### OBJETIVO DECLARADO 1
Copie do trecho sobre Zico a parte que começa nas palavras "Arthur Antunes Coimbra, o" e termina depois de "a sua infância?".

### TRECHO SELECIONADO
◇ ◇ ◇ ◇
Um dos maiores nomes do futebol mundial fez um passeio pela carreira recheada de títulos, como as grandes conquistas com a camisa do Flamengo, período que ficou conhecido como a "Era Zico", no fim da década de 1970 e início dos anos 1980.
Arthur Antunes Coimbra, o eterno "Galinho de Quintino", lembra os bastidores da geração que mudou o status do clube Rubro-Negro no cenário do esporte nacional, as frustrações, como as eliminações nas três Copas do Mundo que participou (1978, 1982 e 1986), e a violência dentro de campo que lhe trouxe sequelas.
Zico narra ainda as brincadeiras da infância, a relação com os netos e as dificuldades que enfrentou para se tornar atleta profissional e revela a promessa que ele e seus cinco irmãos fizeram ao pai, José Antunes Coimbra. O ex-camisa 10 do Flamengo e da seleção brasileira também comenta sobre a polêmica envolvendo atletas que não compareceram aos velórios de Pelé e Roberto Dinamite.
O POVO - Como foi a sua infância?
Zico - Foi uma infância das melhores, das coisas gostosas que uma criança gosta de fazer e que te ajudam no desenvolvimento. Eram brincadeiras bem sadias, criativas, coisas que se você falar hoje ninguém vai ter a menor ideia de como funciona. No meu período primário, eu estudava na parte da manhã. Depois, no ginasial, na parte da tarde. No ginasial não dava para fazer muita coisa pela manhã. Aproveitava para fazer os deveres de casa. Eu estudava muito longe, tinha que pegar trem, voltar. Procurava, quando acordava de manhã, fazer os deveres de casa e já estava quase na hora de ir à escola.
Quando era primário, estudava de manhã, tinha a tarde e a noite livres para brincadeiras de rua. Chutar lata, por exemplo. Não sei se você já ouviu isso. Um grupo, digamos, de dez crianças, tinha um círculo, colocava a lata ali. O cara que tinha que pegar as pessoas ia pegando e, se aparecesse um antes e chutasse, a lata salvava todo mundo. Tinha bolinha de gude na rua, lógico, pega-ladrão. Tinha um jogo legal no chão que se chamava cotoco. A gente pegava um cabo de vassoura, cortava um pouco. O cabo redondo que parece uma cabeça no final, você colocava uma placa de madeira e fazia o goleiro.
◇ ◇ ◇ ◇
### OBJETIVO DECLARADO 2
Localize nos registros abaixo cada linha que contém a palavra "white" e copie todas elas. Considere a diferença entre maiúsculas e minúsculas.
◇ ◇ ◇ ◇
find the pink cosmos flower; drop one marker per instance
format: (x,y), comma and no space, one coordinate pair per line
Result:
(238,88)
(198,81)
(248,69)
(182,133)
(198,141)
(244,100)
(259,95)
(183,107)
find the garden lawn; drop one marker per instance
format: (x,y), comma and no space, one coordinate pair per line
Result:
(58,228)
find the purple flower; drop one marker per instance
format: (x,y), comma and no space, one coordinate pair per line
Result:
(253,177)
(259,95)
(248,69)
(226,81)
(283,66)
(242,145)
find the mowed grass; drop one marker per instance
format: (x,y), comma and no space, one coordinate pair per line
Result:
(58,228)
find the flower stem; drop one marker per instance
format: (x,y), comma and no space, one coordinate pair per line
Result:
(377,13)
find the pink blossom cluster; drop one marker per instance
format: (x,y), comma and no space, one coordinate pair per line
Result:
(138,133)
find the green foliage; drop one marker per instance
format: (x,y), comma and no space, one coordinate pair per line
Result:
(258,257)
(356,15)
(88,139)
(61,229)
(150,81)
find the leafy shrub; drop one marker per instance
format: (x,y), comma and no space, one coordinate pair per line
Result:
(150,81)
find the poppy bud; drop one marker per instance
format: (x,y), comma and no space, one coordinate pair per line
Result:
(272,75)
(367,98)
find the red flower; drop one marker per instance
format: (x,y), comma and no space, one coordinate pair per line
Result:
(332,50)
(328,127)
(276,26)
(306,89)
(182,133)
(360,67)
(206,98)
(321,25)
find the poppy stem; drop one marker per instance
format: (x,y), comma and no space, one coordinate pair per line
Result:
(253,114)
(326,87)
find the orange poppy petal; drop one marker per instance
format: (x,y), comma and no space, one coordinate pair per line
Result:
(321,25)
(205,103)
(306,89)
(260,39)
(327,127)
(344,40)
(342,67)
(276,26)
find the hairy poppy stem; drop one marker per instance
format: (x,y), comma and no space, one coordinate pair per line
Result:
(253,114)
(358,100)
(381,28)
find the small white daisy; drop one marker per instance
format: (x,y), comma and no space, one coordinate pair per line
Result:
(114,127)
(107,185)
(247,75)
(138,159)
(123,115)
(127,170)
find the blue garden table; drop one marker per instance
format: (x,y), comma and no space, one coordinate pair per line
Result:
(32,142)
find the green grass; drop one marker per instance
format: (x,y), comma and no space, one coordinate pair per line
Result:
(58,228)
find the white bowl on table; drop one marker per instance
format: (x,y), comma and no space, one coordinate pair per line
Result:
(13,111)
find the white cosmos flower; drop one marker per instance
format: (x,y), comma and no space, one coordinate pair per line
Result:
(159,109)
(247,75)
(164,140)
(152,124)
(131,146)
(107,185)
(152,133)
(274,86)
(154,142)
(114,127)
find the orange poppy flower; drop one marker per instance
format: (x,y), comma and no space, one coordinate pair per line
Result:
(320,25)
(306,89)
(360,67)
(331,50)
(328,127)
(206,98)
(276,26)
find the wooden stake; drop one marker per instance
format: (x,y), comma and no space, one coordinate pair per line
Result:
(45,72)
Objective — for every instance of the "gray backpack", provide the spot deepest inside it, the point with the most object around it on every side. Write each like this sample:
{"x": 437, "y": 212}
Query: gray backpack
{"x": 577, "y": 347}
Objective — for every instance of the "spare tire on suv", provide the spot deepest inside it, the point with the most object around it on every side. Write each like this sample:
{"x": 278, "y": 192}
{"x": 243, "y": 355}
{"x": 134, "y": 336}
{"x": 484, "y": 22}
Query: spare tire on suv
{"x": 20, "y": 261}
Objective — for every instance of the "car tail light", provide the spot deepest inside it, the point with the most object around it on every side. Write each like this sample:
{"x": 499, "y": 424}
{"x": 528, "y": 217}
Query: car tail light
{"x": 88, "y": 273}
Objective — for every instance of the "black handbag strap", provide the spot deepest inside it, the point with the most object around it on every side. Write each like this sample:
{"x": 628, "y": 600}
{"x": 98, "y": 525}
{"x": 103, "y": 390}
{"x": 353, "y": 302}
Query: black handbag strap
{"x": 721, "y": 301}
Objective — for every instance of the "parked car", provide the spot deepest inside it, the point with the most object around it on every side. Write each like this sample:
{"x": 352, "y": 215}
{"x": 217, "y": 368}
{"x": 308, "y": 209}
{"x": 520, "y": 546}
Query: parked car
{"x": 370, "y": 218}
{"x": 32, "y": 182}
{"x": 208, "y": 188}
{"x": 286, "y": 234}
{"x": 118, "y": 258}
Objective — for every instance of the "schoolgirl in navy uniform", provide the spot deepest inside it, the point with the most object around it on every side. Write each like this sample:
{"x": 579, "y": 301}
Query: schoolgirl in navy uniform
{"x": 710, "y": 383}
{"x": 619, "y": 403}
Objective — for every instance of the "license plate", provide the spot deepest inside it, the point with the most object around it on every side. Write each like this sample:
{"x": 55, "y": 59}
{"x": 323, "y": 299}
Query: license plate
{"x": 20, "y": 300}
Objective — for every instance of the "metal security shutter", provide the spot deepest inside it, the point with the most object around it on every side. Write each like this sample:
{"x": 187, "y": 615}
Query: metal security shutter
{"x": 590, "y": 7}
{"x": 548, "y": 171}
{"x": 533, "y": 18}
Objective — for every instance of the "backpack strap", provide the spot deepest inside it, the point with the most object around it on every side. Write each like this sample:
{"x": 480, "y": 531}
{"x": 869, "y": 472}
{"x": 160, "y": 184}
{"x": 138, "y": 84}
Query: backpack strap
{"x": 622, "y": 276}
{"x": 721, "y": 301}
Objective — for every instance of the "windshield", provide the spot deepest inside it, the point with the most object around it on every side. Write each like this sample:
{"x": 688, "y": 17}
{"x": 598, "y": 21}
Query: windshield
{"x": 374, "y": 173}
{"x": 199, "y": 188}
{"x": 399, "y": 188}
◇ ◇ ◇ ◇
### RESPOSTA CORRETA 1
Arthur Antunes Coimbra, o eterno "Galinho de Quintino", lembra os bastidores da geração que mudou o status do clube Rubro-Negro no cenário do esporte nacional, as frustrações, como as eliminações nas três Copas do Mundo que participou (1978, 1982 e 1986), e a violência dentro de campo que lhe trouxe sequelas.
Zico narra ainda as brincadeiras da infância, a relação com os netos e as dificuldades que enfrentou para se tornar atleta profissional e revela a promessa que ele e seus cinco irmãos fizeram ao pai, José Antunes Coimbra. O ex-camisa 10 do Flamengo e da seleção brasileira também comenta sobre a polêmica envolvendo atletas que não compareceram aos velórios de Pelé e Roberto Dinamite.
O POVO - Como foi a sua infância?

### RESPOSTA CORRETA 2
find the small white daisy; drop one marker per instance
find the white bowl on table; drop one marker per instance
find the white cosmos flower; drop one marker per instance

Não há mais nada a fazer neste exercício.